--- Start of Stored records ---

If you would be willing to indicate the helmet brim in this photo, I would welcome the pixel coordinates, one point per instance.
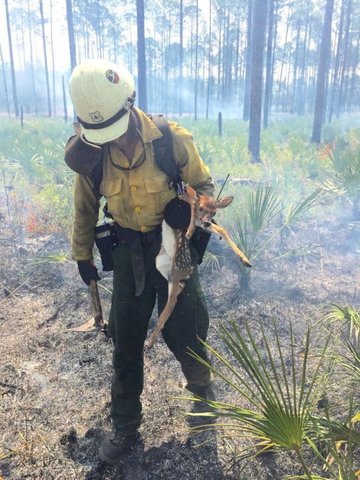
(107, 134)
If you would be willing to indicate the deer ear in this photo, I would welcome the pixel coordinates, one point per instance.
(191, 191)
(224, 202)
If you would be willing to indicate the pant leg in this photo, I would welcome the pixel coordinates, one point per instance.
(129, 318)
(188, 323)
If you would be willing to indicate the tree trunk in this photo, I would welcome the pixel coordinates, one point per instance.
(269, 66)
(345, 60)
(196, 60)
(335, 86)
(52, 60)
(12, 66)
(140, 22)
(257, 64)
(5, 83)
(323, 71)
(248, 62)
(71, 34)
(181, 59)
(209, 66)
(32, 61)
(45, 57)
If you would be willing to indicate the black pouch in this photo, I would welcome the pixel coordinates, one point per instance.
(199, 241)
(106, 241)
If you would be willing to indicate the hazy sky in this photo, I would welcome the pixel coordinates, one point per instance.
(60, 35)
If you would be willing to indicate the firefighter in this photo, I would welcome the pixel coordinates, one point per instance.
(137, 193)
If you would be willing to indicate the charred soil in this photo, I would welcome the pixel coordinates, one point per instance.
(55, 384)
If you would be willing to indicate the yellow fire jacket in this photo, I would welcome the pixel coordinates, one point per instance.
(138, 193)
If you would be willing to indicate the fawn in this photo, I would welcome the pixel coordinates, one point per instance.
(174, 259)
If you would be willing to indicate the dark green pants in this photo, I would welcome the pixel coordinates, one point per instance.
(128, 325)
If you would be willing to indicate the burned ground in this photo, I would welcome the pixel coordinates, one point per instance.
(55, 385)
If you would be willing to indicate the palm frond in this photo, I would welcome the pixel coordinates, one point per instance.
(279, 391)
(296, 212)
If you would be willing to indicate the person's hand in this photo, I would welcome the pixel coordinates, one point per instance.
(87, 271)
(177, 214)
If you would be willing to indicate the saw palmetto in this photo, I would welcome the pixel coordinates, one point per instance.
(280, 395)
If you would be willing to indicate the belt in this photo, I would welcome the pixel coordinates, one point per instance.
(135, 240)
(127, 235)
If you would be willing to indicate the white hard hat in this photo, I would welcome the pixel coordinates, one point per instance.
(102, 94)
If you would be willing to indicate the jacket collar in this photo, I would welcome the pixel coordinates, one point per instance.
(149, 130)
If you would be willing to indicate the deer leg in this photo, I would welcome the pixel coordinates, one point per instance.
(175, 288)
(191, 227)
(223, 233)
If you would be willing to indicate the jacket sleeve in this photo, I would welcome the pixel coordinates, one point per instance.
(192, 168)
(86, 203)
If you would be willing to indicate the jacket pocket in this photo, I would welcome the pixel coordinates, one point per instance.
(156, 184)
(110, 187)
(159, 193)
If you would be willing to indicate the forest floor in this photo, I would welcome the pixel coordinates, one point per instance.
(55, 385)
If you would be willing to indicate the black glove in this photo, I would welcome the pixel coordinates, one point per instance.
(87, 271)
(177, 214)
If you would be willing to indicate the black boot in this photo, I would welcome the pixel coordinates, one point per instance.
(117, 444)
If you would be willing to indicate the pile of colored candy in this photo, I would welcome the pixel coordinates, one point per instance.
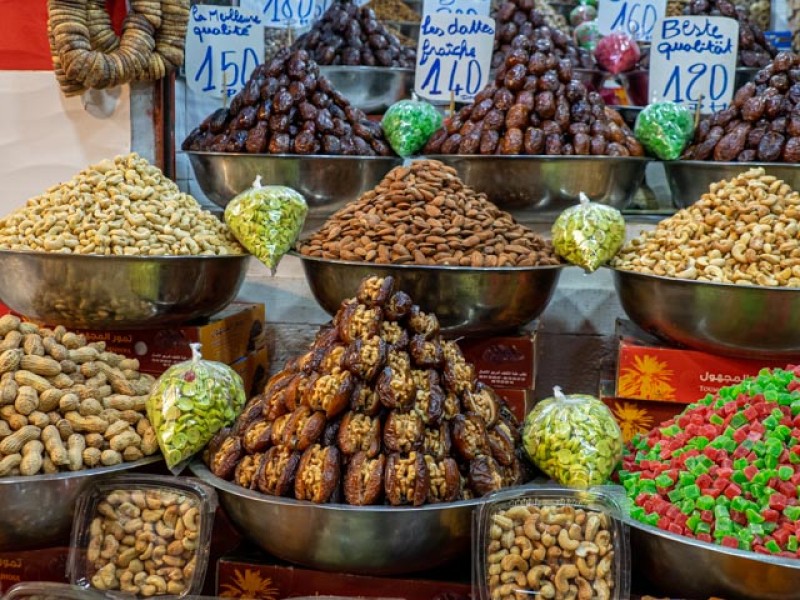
(727, 469)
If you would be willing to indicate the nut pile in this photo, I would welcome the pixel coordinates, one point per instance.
(520, 17)
(762, 123)
(66, 405)
(288, 107)
(120, 207)
(535, 107)
(743, 231)
(550, 551)
(423, 214)
(754, 49)
(380, 409)
(349, 35)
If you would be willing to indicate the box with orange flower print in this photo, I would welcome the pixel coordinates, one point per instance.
(648, 369)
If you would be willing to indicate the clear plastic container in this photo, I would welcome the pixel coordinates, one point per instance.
(543, 541)
(142, 535)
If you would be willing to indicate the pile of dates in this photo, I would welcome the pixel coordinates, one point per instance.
(519, 17)
(754, 49)
(762, 124)
(287, 107)
(380, 410)
(349, 35)
(535, 107)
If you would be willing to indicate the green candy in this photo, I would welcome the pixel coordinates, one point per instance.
(408, 124)
(573, 439)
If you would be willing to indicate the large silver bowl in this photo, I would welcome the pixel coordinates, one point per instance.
(37, 511)
(121, 292)
(464, 299)
(372, 89)
(549, 183)
(374, 540)
(731, 320)
(690, 179)
(686, 568)
(326, 182)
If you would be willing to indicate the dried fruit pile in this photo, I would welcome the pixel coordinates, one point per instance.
(349, 35)
(288, 107)
(380, 409)
(762, 123)
(726, 469)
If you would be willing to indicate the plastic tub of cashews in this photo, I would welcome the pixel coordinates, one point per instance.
(544, 542)
(142, 536)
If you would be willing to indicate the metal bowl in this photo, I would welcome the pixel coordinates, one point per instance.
(464, 299)
(372, 89)
(374, 540)
(719, 318)
(550, 183)
(326, 182)
(38, 510)
(682, 567)
(690, 179)
(120, 292)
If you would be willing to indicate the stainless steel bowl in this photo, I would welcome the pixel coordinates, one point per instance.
(549, 183)
(374, 540)
(686, 568)
(690, 179)
(731, 320)
(123, 292)
(38, 510)
(326, 182)
(372, 89)
(465, 299)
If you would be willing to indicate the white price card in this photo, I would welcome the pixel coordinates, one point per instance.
(693, 60)
(637, 18)
(223, 46)
(454, 54)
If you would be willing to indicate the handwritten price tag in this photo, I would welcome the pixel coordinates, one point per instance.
(453, 55)
(694, 59)
(223, 46)
(637, 18)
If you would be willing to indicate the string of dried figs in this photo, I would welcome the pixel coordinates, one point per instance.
(763, 122)
(67, 405)
(535, 106)
(423, 214)
(380, 409)
(287, 107)
(349, 35)
(743, 231)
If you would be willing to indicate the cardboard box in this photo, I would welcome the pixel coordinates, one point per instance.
(255, 576)
(648, 369)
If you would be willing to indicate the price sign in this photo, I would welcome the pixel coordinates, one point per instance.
(693, 60)
(637, 18)
(454, 54)
(223, 46)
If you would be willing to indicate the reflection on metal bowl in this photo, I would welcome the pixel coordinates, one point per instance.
(720, 318)
(121, 292)
(375, 540)
(465, 299)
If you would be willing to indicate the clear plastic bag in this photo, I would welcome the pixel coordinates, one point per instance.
(408, 124)
(588, 234)
(190, 403)
(267, 220)
(664, 129)
(573, 439)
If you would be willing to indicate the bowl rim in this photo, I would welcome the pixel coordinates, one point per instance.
(22, 479)
(202, 472)
(433, 268)
(674, 280)
(779, 561)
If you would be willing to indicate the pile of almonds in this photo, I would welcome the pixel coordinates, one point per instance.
(423, 214)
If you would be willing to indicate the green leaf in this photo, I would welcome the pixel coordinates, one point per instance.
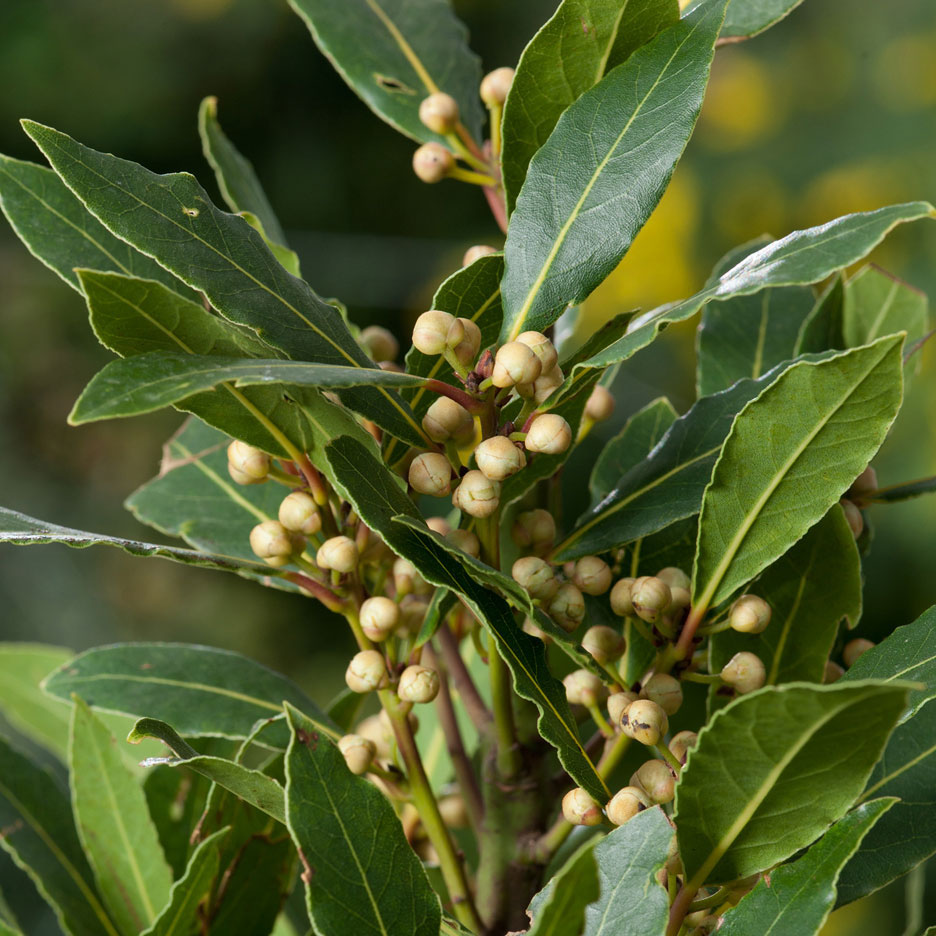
(39, 834)
(798, 259)
(148, 382)
(591, 187)
(180, 916)
(377, 499)
(252, 786)
(394, 53)
(908, 653)
(171, 218)
(787, 761)
(60, 232)
(239, 185)
(769, 487)
(810, 590)
(114, 826)
(359, 873)
(799, 896)
(632, 903)
(569, 55)
(631, 445)
(199, 690)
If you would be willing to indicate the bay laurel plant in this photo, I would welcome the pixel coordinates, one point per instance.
(649, 719)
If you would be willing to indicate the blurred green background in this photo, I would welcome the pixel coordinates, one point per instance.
(832, 111)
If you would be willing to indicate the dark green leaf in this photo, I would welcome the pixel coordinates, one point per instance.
(360, 874)
(787, 761)
(394, 53)
(766, 492)
(798, 898)
(39, 833)
(591, 187)
(570, 54)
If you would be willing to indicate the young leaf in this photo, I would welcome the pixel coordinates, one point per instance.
(773, 769)
(180, 916)
(826, 420)
(239, 185)
(202, 691)
(60, 232)
(572, 224)
(359, 872)
(572, 52)
(799, 896)
(394, 53)
(114, 826)
(171, 218)
(39, 834)
(810, 590)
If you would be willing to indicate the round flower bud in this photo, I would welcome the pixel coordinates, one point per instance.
(366, 671)
(495, 85)
(432, 162)
(600, 404)
(498, 458)
(466, 541)
(338, 553)
(476, 253)
(439, 112)
(549, 434)
(431, 473)
(644, 721)
(435, 331)
(665, 690)
(625, 804)
(592, 575)
(604, 643)
(749, 615)
(567, 607)
(536, 576)
(358, 753)
(745, 672)
(515, 363)
(583, 688)
(617, 706)
(656, 780)
(248, 462)
(579, 808)
(534, 528)
(299, 513)
(680, 743)
(418, 684)
(477, 495)
(651, 597)
(445, 418)
(379, 618)
(621, 603)
(854, 649)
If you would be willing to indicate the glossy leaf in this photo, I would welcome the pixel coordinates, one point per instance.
(171, 218)
(393, 53)
(788, 761)
(377, 499)
(60, 232)
(799, 896)
(39, 834)
(591, 187)
(766, 492)
(199, 690)
(359, 872)
(114, 826)
(810, 590)
(570, 54)
(237, 180)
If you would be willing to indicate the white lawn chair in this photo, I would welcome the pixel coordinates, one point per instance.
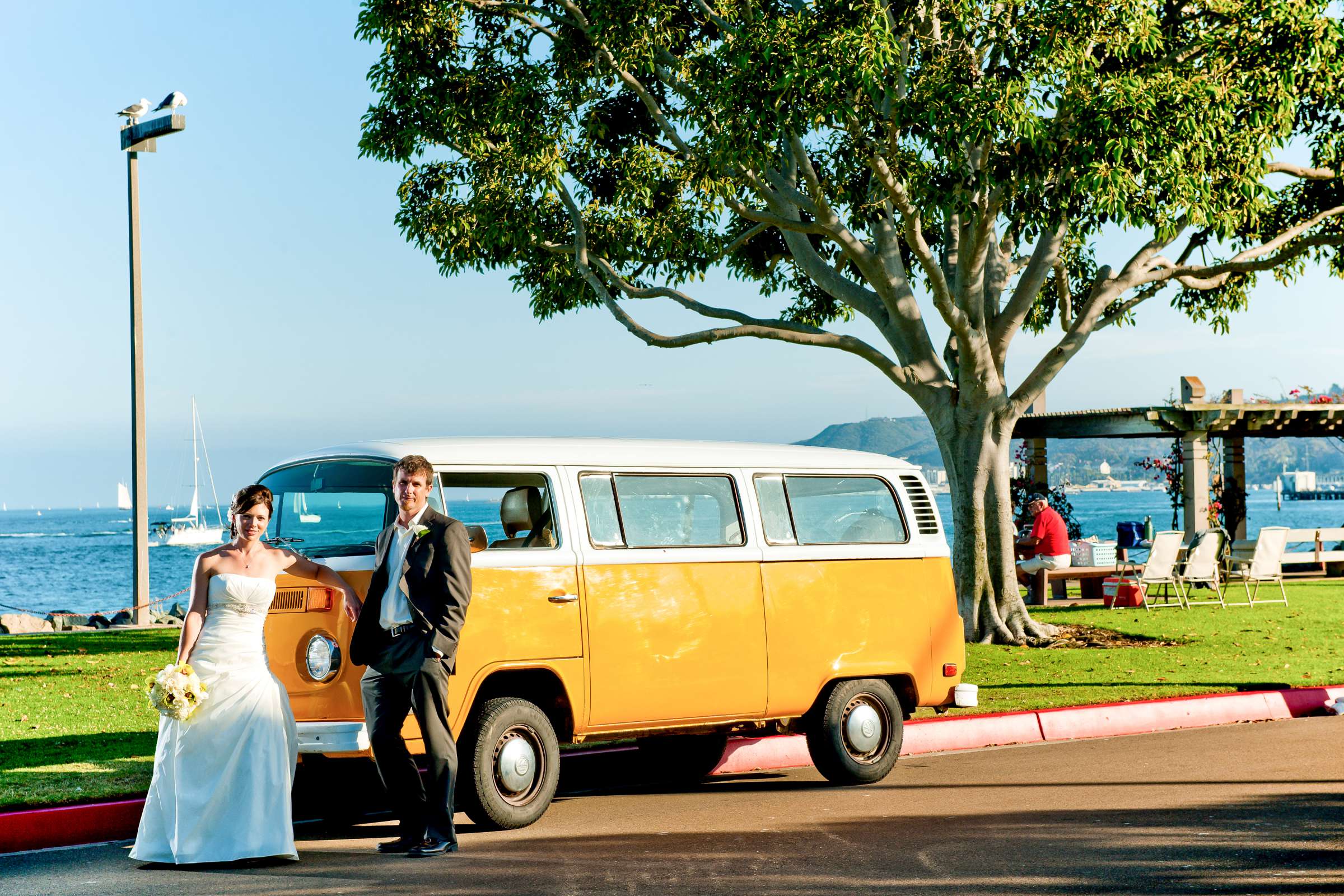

--- End of Stored records ---

Work instructions. Find every line above that contains the word "deer" and copy each one out. Matching is case-sensitive.

Reply to the exercise.
If you would be willing to indicate the deer ear in this photo, I would welcome the pixel coordinates, one point per instance.
If you would be willing to indicate the deer leg in this photo, I would welcome the pixel coordinates, one point per instance.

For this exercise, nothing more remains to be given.